» **What the exercise asks**:
Retype the listing below word for word, starting at its first line and ending with the line that contains "Target: iron handrail", including that line.

» **Record extracts**:
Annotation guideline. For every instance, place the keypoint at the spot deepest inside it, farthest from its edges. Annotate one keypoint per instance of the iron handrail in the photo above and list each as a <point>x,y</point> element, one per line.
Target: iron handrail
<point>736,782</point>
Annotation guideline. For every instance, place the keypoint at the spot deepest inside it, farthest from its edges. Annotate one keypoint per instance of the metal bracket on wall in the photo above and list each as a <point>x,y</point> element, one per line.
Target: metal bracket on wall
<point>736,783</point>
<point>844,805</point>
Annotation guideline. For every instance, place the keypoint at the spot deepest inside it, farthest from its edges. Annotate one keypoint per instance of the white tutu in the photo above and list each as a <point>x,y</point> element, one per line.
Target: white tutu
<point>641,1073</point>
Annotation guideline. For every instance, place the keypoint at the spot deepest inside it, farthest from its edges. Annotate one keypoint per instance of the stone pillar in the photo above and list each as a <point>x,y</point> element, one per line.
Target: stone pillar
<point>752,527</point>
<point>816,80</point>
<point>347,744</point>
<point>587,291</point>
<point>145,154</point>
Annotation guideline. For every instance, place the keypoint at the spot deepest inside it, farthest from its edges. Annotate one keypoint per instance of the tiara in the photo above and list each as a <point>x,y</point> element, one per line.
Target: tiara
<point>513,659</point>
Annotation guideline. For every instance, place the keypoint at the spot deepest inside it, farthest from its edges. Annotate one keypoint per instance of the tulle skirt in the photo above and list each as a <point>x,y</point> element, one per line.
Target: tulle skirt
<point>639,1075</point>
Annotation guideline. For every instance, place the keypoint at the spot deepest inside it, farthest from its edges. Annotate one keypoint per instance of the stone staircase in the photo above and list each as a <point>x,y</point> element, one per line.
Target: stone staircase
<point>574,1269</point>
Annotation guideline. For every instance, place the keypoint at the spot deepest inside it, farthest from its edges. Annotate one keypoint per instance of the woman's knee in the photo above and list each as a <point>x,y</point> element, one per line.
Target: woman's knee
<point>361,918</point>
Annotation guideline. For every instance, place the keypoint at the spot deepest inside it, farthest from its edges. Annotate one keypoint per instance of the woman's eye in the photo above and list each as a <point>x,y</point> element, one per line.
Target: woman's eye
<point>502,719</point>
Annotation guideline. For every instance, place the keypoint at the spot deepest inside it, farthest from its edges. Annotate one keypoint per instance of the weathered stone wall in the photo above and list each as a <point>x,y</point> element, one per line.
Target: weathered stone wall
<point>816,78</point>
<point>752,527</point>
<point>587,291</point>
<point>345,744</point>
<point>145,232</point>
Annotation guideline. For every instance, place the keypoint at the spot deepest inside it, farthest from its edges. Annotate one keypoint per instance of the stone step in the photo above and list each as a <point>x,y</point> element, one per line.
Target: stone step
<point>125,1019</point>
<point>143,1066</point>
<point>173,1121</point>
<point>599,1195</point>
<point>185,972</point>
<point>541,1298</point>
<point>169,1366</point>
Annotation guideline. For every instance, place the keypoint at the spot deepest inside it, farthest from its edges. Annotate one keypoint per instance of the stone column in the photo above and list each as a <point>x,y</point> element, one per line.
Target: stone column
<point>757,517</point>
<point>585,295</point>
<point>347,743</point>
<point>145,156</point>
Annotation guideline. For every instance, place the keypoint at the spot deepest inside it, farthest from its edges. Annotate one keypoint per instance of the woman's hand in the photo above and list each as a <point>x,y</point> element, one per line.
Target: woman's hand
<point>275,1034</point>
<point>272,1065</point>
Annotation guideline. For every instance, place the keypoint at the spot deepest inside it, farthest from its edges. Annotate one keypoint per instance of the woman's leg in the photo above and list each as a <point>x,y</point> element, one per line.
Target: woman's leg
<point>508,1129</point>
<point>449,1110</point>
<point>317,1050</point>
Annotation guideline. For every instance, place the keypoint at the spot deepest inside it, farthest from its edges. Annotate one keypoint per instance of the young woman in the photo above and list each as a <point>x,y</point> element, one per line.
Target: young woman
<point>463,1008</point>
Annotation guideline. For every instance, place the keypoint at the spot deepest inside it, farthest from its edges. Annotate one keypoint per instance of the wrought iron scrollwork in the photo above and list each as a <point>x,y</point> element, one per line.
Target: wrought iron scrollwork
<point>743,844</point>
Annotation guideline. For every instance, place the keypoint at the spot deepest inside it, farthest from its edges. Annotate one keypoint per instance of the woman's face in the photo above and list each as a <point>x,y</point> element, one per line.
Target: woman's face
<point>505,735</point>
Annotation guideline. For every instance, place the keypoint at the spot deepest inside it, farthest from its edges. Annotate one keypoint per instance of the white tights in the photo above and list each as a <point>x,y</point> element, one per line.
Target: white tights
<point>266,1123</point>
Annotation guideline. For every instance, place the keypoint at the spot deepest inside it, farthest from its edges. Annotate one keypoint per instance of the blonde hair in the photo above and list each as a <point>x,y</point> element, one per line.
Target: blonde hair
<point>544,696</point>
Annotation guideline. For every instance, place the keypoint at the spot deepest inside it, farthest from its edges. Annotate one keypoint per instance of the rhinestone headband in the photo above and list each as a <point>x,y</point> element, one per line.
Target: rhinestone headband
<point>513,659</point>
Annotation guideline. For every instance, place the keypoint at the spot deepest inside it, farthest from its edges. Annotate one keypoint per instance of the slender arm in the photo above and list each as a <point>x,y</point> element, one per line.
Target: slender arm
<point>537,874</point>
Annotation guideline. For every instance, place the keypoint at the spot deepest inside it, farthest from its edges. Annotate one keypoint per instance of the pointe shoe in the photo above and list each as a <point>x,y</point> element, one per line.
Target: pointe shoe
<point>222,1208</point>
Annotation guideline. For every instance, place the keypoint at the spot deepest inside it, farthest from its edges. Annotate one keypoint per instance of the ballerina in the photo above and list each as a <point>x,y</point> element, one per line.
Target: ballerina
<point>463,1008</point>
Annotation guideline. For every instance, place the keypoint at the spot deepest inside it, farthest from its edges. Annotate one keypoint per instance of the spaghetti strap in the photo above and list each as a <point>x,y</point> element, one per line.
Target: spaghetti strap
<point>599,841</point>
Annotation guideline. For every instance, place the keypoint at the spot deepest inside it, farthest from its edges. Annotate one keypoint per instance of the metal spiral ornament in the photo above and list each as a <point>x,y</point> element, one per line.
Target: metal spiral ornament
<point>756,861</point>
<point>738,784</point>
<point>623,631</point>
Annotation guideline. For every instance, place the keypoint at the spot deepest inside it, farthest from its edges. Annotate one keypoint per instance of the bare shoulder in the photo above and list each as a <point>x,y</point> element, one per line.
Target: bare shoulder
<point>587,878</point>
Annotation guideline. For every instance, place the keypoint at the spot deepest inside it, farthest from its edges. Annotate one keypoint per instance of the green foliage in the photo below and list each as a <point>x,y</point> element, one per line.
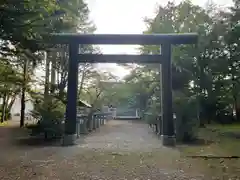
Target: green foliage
<point>187,122</point>
<point>50,115</point>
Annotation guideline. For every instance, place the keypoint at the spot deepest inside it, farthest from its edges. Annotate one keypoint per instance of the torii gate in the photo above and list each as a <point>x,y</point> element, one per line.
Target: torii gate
<point>75,57</point>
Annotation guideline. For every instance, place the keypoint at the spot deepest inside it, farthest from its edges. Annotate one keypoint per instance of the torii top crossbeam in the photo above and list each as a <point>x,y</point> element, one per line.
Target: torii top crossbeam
<point>129,39</point>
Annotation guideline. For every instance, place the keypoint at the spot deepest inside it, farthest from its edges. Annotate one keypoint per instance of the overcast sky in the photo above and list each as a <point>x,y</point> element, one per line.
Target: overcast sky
<point>126,17</point>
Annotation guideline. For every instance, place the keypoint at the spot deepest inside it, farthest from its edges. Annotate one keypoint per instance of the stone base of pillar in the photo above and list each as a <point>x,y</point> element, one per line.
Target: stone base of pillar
<point>69,139</point>
<point>168,140</point>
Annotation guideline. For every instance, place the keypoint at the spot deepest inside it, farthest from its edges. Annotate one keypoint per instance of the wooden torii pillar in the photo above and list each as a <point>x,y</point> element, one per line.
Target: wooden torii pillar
<point>75,57</point>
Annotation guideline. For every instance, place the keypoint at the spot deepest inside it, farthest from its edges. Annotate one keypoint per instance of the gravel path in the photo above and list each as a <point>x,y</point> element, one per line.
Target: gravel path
<point>124,136</point>
<point>120,150</point>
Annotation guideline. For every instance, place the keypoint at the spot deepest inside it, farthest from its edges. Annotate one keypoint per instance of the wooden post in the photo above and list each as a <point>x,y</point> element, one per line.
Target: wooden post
<point>71,110</point>
<point>168,134</point>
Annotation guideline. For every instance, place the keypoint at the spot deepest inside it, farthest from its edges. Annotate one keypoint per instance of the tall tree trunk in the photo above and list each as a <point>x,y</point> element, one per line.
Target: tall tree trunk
<point>236,108</point>
<point>24,84</point>
<point>81,83</point>
<point>3,115</point>
<point>53,72</point>
<point>47,73</point>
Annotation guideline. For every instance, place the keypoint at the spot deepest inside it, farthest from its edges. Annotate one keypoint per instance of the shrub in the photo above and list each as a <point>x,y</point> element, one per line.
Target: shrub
<point>50,116</point>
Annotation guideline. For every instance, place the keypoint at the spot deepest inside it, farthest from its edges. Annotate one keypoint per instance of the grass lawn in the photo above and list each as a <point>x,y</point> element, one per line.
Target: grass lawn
<point>220,141</point>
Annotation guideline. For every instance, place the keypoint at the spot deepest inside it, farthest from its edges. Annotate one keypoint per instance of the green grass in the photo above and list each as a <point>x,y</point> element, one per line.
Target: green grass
<point>218,143</point>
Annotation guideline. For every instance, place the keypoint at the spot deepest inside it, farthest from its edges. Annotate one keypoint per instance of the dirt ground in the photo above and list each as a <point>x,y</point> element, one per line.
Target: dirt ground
<point>120,150</point>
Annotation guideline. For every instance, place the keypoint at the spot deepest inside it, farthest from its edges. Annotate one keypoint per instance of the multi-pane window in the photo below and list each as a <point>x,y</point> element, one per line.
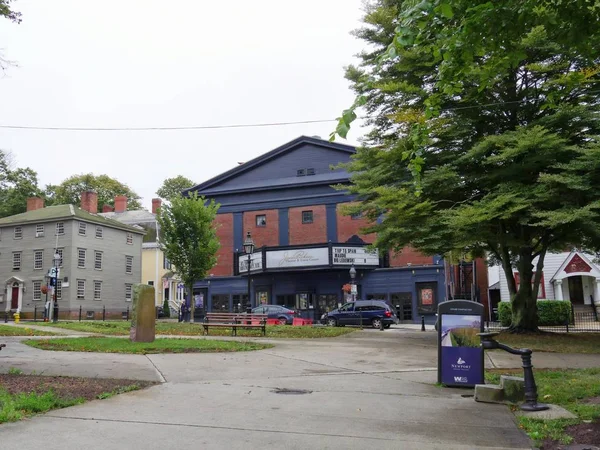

» **Task output**:
Annotation guideline. For every instance, place the keypoint at the spot deepest inside it, farthest from its edges. Annotate one keypoint per instance of the iron handrail in the photo above and list each as a <point>x,y</point> element, one per line.
Target: iron handrail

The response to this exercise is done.